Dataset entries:
--- START ---
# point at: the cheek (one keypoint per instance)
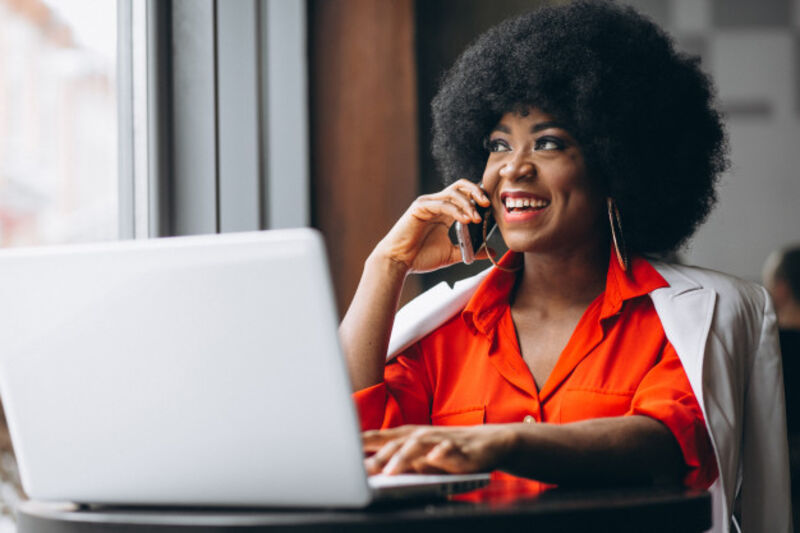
(490, 177)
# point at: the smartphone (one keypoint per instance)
(470, 236)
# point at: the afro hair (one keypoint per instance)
(641, 111)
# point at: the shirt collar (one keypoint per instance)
(491, 299)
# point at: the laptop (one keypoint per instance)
(185, 371)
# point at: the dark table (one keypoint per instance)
(493, 508)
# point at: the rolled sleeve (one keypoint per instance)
(666, 395)
(402, 398)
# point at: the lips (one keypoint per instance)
(520, 205)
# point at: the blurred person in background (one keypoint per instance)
(782, 280)
(592, 143)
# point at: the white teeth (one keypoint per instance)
(519, 203)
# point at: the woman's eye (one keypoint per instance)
(549, 143)
(497, 145)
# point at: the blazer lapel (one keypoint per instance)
(686, 310)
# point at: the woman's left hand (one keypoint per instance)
(437, 449)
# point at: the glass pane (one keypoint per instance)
(58, 121)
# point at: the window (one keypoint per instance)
(58, 121)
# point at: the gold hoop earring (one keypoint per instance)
(615, 221)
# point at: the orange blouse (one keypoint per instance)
(618, 362)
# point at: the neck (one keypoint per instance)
(558, 281)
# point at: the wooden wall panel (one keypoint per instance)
(364, 162)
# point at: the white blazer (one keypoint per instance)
(724, 331)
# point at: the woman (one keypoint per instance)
(592, 142)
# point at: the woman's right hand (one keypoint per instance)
(419, 240)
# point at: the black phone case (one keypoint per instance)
(476, 230)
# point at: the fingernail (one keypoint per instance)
(390, 467)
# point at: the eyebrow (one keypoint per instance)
(534, 129)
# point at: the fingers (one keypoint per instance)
(450, 458)
(412, 451)
(374, 440)
(430, 207)
(456, 201)
(473, 191)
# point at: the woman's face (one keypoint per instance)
(542, 198)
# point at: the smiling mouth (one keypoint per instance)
(521, 205)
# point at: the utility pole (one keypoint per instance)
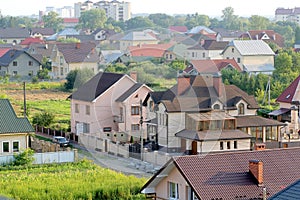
(24, 92)
(141, 129)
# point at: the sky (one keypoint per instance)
(212, 8)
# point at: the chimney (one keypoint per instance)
(218, 84)
(256, 169)
(133, 75)
(183, 83)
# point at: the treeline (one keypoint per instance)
(96, 18)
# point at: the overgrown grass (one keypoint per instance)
(82, 180)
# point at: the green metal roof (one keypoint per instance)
(9, 122)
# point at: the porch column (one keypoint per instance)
(264, 134)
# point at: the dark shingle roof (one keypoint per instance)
(129, 92)
(96, 86)
(78, 52)
(9, 122)
(226, 175)
(255, 121)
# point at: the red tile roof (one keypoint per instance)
(226, 176)
(212, 66)
(289, 94)
(152, 50)
(180, 29)
(30, 40)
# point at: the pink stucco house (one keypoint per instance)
(108, 107)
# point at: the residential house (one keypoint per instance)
(201, 67)
(236, 175)
(19, 62)
(291, 192)
(288, 112)
(13, 35)
(200, 114)
(288, 14)
(108, 106)
(207, 49)
(227, 35)
(14, 130)
(253, 56)
(136, 38)
(71, 56)
(269, 36)
(42, 33)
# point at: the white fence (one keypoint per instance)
(43, 158)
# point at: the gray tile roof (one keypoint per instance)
(292, 192)
(129, 92)
(251, 47)
(96, 86)
(9, 122)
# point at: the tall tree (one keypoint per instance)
(53, 21)
(92, 19)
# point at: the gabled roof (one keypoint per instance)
(152, 50)
(79, 52)
(201, 29)
(179, 29)
(11, 55)
(96, 86)
(227, 176)
(213, 66)
(9, 122)
(129, 92)
(13, 33)
(251, 47)
(31, 40)
(200, 95)
(138, 36)
(291, 93)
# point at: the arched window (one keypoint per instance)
(241, 109)
(216, 107)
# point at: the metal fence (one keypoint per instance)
(43, 158)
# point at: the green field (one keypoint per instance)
(81, 180)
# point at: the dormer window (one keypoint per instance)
(241, 109)
(216, 107)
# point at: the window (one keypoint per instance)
(228, 145)
(86, 128)
(135, 110)
(5, 146)
(135, 127)
(16, 146)
(235, 144)
(173, 191)
(241, 109)
(221, 145)
(87, 110)
(76, 108)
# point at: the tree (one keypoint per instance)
(92, 19)
(138, 23)
(53, 21)
(77, 77)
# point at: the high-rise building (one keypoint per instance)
(290, 14)
(119, 11)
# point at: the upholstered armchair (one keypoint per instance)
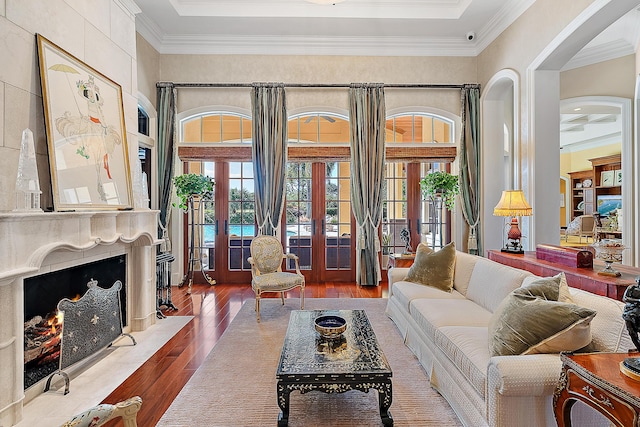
(581, 226)
(98, 415)
(266, 270)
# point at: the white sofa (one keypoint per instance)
(448, 332)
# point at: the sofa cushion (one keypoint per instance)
(527, 322)
(608, 329)
(405, 292)
(432, 314)
(563, 288)
(491, 282)
(464, 267)
(467, 348)
(434, 268)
--- END ---
__Objective__:
Reproduce the material word for word, minus the images.

__Answer below__:
# point at: the cheek (one keypoint per instance)
(490, 177)
# point at: the smartphone (one keypoint per instance)
(470, 236)
# point at: the afro hair (one keypoint per instance)
(641, 111)
# point at: the shirt collar (one keypoint per instance)
(491, 299)
# point at: the laptop (one keypoint per instance)
(185, 371)
# point at: the dark table (one keypoint per instance)
(493, 508)
# point at: the rolled sleeve (one keypoint per instance)
(666, 395)
(402, 398)
# point at: the lips (one keypoint per instance)
(520, 205)
# point at: the blurred person in background (one keypoint per instance)
(782, 280)
(592, 143)
# point at: the white teeth (one keypoint per instance)
(519, 203)
# point at: the woman's eye (one keypoint per instance)
(549, 143)
(497, 145)
# point at: the blazer lapel (one keypoint per instance)
(686, 310)
# point at: the woman's left hand (one keypoint per instance)
(437, 449)
# point at: the glass pane (one keypoint per instance)
(58, 121)
# point at: the window (one keypoint per instance)
(58, 121)
# point at: the gold hoop earring (one keypoint per instance)
(615, 221)
# point at: the orange blouse (one keypoint per instance)
(618, 362)
# point at: the neck (one keypoint per instance)
(558, 281)
# point at: the wooden wall panel (one keypoint per instance)
(364, 162)
# point at: the white blazer (one keypoint per instance)
(724, 331)
# point at: the woman (one keypoint per instance)
(592, 142)
# point at: the woman's right hand (one keypoint per instance)
(419, 240)
# point at: the black phone case (one keypoint per instance)
(476, 230)
# point at: the fingernail (one keypoint per instance)
(390, 467)
# point at: the eyebrow (one keypoint per instance)
(534, 129)
# point at: the fingers (one keypoint per instance)
(450, 458)
(412, 451)
(374, 440)
(430, 207)
(456, 201)
(473, 191)
# point at: the woman's face (one keypoint per instance)
(542, 198)
# point at: the smiling mouth (one keypoint per instance)
(521, 205)
# point at: the utility pole (one keypoint per instance)
(24, 92)
(141, 129)
# point at: the sky (one keypoint per instance)
(212, 8)
# point at: the chimney (one keypoint per instance)
(218, 84)
(256, 169)
(133, 75)
(183, 83)
# point at: the treeline (one keypoint per instance)
(96, 18)
# point at: the overgrown grass (one keypoint per instance)
(82, 180)
# point at: the green metal roof (one keypoint per instance)
(9, 122)
# point at: the porch column (one keypoint per instance)
(264, 134)
# point at: the dark shingle roof (one keypoint per instance)
(129, 92)
(96, 86)
(78, 52)
(9, 122)
(226, 175)
(255, 121)
# point at: the red tile roof (one keypoint per instance)
(226, 176)
(212, 66)
(289, 94)
(152, 50)
(180, 29)
(30, 40)
# point at: the pink stucco house (one keypoint per instance)
(108, 107)
# point at: the residential house (one keypoint per instance)
(201, 67)
(236, 175)
(19, 62)
(291, 192)
(288, 112)
(13, 35)
(200, 114)
(288, 14)
(108, 106)
(207, 49)
(227, 35)
(14, 130)
(253, 56)
(136, 38)
(71, 56)
(269, 36)
(42, 33)
# point at: the white fence (one keypoint per instance)
(43, 158)
# point at: the gray tile roof (one keypoint per instance)
(292, 192)
(129, 92)
(251, 47)
(96, 86)
(9, 122)
# point at: the tall tree (one keypoint per instance)
(53, 21)
(92, 19)
# point at: the gabled roof (one keypoint per instance)
(152, 50)
(79, 52)
(201, 29)
(179, 29)
(11, 55)
(96, 86)
(227, 176)
(213, 66)
(9, 122)
(129, 92)
(13, 33)
(251, 47)
(31, 40)
(200, 95)
(138, 36)
(291, 93)
# point at: the arched window (one keypoint per instance)
(241, 109)
(216, 107)
# point at: the metal fence (one keypoint per instance)
(43, 158)
# point at: the green field (one keypoint per instance)
(81, 180)
# point at: the dormer window (one keypoint per instance)
(241, 109)
(216, 107)
# point at: the window (one keypoint per instance)
(228, 145)
(86, 128)
(135, 110)
(5, 146)
(135, 127)
(16, 146)
(235, 144)
(173, 191)
(241, 109)
(221, 145)
(87, 110)
(76, 108)
# point at: the tree (one keypoint per instance)
(92, 19)
(138, 23)
(53, 21)
(77, 77)
# point at: the high-rise building (one keypoint per instance)
(290, 14)
(119, 11)
# point at: the upholstered armchair (one keypoint per instance)
(581, 226)
(98, 415)
(266, 270)
# point at: the white sofa (one keypoint per instance)
(448, 332)
# point at: the sofa cushion (one keypoint per instance)
(527, 322)
(608, 329)
(405, 292)
(432, 314)
(563, 288)
(491, 282)
(464, 267)
(467, 348)
(434, 268)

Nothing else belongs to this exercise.